* _Source extract_:
%%
-Redo log
The redo log consist of two or more log files, and contains all changes
to
data blocks in the buffer cache not synced with their datafiles. In
case of
a database crash, the redo log is used to sync the datafiles
with the
database state at the time of the crash. The redo log aids in recovering
in
case of a disk failure. When a redo log file is full, a log switch
occurs,
and the redo log is written to the next redo logfile. There are always
two
or more redo logfiles.
-Archive log
Since the redo log is circular, the redo log files are overwritten
eventually. In archive log mode, a trail of redo log files is kept.
An
archive is created of a redo log file before the redo log overwrites
it. The
archive log aids in instance failures, being able to roll forward the
database state from the last backup to a specific (check) point in
time.
Only backups (while the database is fully operational) are also possible.
In short, you need your redo logs files in all cases, because oracle
needs
it to guarantee database consistency. The use of archive log mode is
optional. Benefits are recovering to point in time, and possibility
for
online backups. When you only require offline backups (shut-backup-start),
and the tape from your last offline backup is good enough in case of
a
failure, you do not need archive log mode. Note that the archive log
grows
unless you do something about it, like cleaning after backup.
It would be nice if you could turn either or both off and save on the
overhead.
Hence three modes. This would be particularly useful for large overnight
batch
jobs where you do a cold backup at the end anyway. Because the job
works 99.999%
of the time you wish to take advantage of the fact by switching off
redo and
rollback and save on loads of IO.
Just my thoughts. Anyone else care to comment. Are these features available
in
any other DBMS?
I still think Oracle writes twice as much data to the redo logs than
it needs to
because rollback info gets logged too. But that's another story.
>Agreed that redo logs aid recovery, but surely they are not essential.
If you
>accept that in the event of a failure, you will restore to a cold
backup, why do
The redo logs are used to recover from things like a POWER failure,
software
failure, database crash, etc. They are only "essential" if you
don't want to
always have to go back to your last full cold backup after a power
failure,
system failure, software failure of some sort (eg: they are pretty
essential).
We log changed bytes to a large sequential file called the online redo
logs. We
buffer hundreds or thousands of changed blocks that will need to be
randomly
written all over the place. It makes the database go faster.
Thats the concept
of having redo logs -- speed and safety.
Lets say you change 100 blocks. Block1 is in file1, block2 is
in file2, and so
on (extreme case -- you've inserted 100 rows into 100 tables and changed
100
blocks on different files all over the place). Instead of doing
100 seeks and
random writes to 'commit' your work and make it permanent -- we take
the changed
bytes from your 100 updates and in one large write we write them out.
Much much
faster then 100 seeks and 100 separate writes. If the database
fails (power
goes out) right now, we have safely in the redo logs the changes you
made even
though the datafiles *do not*. When the database restarts, it
will read the
online redo logs -- REDOING any work that was done before the crash.
The
database will then rollback any work that was redone but not committing
and will
'commit' anything that was committed. You lose no work.
>you need the redo logs. If you don't back them up and you loose everything
you
>can still go back to a cold back even without the redo logs. I have
thought
>about putting redo and rollback segments into a RAM disk to prevent
the disk IO
>in certain situations (e.g. Development environment). I've already
tried it with
>Rollbacks in RAM which seem to work OK. If it all goes nasty you just
restore
>and re-run. No roll forward necessary.
%%
* _Goal A_:
List the kinds of failure named in the sentence of the Oracle redo log thread that begins "The redo logs are used to recover from things like".
* _Goal B_:
In the Oracle redo log thread, echo the passage from "Hence three modes." to "any other DBMS?".

* _Material supplied_:
%%
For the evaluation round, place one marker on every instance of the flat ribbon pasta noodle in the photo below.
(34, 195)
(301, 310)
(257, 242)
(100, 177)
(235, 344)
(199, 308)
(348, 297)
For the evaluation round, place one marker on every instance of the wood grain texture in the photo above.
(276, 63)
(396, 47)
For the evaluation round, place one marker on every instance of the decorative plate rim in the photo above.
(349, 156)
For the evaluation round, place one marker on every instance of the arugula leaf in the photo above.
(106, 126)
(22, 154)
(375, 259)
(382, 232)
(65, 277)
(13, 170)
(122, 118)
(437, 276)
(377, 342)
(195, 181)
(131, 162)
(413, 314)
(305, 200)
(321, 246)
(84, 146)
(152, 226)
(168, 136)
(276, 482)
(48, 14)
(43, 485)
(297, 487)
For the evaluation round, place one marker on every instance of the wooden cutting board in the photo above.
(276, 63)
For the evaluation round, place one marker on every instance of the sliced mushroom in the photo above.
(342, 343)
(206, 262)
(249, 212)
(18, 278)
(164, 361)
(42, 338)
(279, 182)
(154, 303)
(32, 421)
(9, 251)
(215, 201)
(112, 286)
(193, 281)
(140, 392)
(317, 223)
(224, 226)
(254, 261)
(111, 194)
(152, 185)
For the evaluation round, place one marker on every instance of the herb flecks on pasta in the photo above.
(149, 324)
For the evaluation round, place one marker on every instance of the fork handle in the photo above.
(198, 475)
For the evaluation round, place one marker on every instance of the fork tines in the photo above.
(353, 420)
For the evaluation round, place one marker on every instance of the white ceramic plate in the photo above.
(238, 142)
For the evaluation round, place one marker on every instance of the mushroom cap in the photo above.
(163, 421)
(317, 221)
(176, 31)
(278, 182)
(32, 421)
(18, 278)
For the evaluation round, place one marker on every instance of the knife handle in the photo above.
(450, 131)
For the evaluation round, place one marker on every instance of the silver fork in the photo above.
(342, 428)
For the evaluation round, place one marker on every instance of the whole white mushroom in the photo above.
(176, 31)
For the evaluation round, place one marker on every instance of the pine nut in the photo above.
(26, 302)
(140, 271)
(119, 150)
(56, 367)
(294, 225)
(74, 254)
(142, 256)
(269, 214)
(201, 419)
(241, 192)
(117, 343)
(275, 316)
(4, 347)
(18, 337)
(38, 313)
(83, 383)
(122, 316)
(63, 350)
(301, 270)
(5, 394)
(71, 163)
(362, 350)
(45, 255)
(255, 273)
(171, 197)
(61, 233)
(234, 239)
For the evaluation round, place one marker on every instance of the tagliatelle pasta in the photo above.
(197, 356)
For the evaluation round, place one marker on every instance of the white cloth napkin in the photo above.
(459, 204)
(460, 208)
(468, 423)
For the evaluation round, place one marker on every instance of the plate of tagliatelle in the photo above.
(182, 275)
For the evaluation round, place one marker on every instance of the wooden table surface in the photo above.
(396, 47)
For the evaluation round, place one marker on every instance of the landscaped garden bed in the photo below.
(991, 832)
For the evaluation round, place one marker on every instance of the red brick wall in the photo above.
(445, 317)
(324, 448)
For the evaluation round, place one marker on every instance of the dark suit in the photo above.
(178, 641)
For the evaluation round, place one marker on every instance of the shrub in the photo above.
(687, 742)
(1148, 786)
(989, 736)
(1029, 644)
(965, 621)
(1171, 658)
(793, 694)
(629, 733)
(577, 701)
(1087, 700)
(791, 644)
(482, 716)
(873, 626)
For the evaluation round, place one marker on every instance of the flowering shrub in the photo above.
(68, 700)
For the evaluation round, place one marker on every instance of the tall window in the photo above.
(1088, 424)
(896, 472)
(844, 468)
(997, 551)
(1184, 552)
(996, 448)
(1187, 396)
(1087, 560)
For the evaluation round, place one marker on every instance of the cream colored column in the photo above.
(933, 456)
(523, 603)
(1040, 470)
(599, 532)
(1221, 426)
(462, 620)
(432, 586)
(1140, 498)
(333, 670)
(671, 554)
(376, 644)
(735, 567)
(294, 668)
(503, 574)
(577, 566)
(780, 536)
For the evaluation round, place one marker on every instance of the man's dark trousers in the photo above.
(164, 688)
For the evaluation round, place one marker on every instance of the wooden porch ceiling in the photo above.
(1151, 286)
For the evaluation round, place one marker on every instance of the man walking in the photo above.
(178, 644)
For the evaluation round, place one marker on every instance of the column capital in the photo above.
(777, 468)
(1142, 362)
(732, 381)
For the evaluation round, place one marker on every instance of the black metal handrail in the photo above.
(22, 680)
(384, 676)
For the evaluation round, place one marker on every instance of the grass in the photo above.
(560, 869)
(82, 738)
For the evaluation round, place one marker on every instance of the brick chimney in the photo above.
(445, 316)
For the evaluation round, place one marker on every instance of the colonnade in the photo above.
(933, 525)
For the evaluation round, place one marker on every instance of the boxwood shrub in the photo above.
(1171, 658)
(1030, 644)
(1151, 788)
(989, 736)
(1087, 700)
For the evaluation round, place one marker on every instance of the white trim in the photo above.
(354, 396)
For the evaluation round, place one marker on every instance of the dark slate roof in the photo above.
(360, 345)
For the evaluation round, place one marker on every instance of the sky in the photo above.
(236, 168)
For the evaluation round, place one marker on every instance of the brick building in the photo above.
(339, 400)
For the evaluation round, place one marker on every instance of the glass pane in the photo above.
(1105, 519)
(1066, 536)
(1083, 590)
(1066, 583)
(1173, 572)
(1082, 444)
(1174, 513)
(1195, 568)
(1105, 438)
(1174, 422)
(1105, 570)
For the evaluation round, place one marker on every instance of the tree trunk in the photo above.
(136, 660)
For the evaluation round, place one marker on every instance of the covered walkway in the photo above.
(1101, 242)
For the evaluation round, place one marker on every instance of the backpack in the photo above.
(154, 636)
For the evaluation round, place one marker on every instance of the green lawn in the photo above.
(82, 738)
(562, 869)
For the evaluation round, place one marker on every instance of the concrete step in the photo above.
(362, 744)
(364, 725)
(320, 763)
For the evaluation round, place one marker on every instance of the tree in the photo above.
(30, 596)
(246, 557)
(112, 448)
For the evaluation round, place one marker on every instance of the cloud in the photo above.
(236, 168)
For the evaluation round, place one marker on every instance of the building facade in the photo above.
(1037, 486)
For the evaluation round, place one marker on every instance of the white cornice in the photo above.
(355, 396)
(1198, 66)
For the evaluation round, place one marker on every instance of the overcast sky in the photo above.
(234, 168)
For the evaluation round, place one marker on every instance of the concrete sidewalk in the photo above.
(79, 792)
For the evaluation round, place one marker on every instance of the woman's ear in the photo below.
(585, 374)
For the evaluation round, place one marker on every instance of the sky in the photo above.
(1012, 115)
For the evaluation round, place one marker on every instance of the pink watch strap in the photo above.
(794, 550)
%%
* _Exercise output A_:
- Power failure
- Software failure
- Database crash

* _Exercise output B_:
Hence three modes. This would be particularly useful for large overnight
batch
jobs where you do a cold backup at the end anyway. Because the job
works 99.999%
of the time you wish to take advantage of the fact by switching off
redo and
rollback and save on loads of IO.
Just my thoughts. Anyone else care to comment. Are these features available
in
any other DBMS?